▶ INFORMATION GIVEN:
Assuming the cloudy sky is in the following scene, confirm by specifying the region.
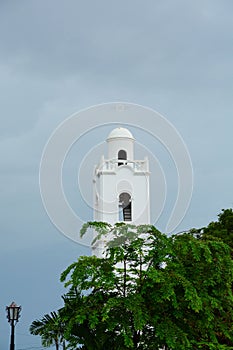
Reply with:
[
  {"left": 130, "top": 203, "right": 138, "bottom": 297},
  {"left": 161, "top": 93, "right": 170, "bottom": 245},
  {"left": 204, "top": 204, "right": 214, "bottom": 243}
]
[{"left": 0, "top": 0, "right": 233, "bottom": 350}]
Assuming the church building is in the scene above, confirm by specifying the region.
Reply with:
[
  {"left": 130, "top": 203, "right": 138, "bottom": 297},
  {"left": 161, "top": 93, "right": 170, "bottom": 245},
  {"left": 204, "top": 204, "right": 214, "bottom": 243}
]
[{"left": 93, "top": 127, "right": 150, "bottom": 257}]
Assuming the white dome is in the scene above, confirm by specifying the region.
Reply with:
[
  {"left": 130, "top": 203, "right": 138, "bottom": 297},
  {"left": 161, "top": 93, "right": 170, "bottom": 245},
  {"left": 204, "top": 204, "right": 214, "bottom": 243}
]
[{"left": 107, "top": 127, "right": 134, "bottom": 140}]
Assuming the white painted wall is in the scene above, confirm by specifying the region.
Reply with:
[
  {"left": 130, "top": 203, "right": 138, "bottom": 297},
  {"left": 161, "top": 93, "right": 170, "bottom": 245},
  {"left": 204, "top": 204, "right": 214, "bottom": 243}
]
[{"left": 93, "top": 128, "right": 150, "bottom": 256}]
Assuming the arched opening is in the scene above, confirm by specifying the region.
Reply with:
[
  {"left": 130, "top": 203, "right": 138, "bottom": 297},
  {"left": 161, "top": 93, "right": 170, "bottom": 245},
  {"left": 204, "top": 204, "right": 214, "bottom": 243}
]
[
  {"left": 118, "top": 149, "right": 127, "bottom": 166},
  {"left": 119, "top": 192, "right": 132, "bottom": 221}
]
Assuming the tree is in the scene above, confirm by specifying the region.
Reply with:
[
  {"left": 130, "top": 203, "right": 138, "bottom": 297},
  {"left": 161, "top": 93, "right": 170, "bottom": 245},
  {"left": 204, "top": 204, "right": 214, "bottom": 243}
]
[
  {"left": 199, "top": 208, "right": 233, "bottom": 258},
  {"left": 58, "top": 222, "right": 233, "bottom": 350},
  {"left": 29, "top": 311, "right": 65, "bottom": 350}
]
--
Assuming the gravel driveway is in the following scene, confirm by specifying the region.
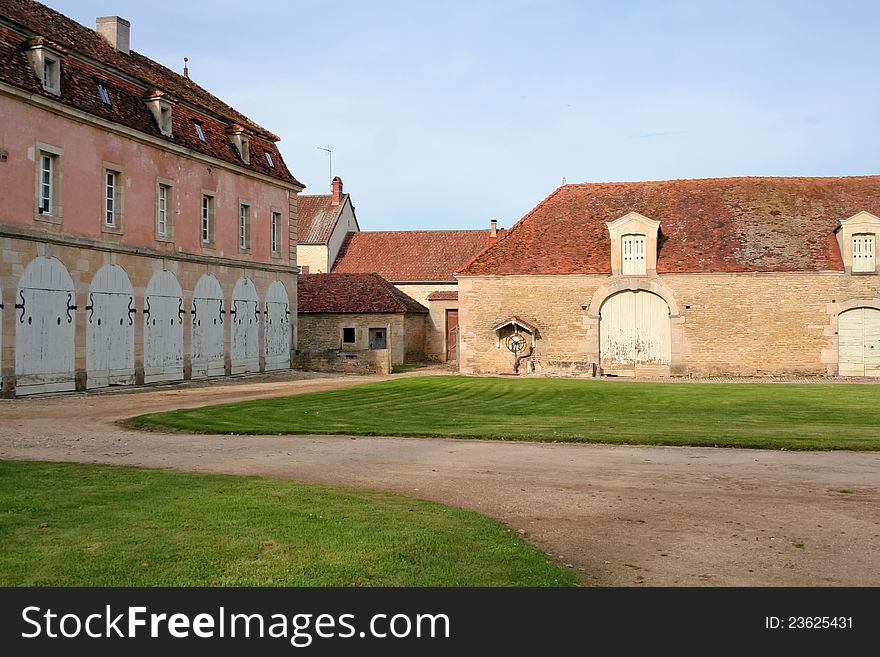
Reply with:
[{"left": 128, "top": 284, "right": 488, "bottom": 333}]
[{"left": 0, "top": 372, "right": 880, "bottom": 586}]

▶ DIRECTIONS FOR THIS TASK:
Count the lines in the items above that contain the string "scene", matching case exactly, and reply with only that number.

▶ TASK OUTPUT:
7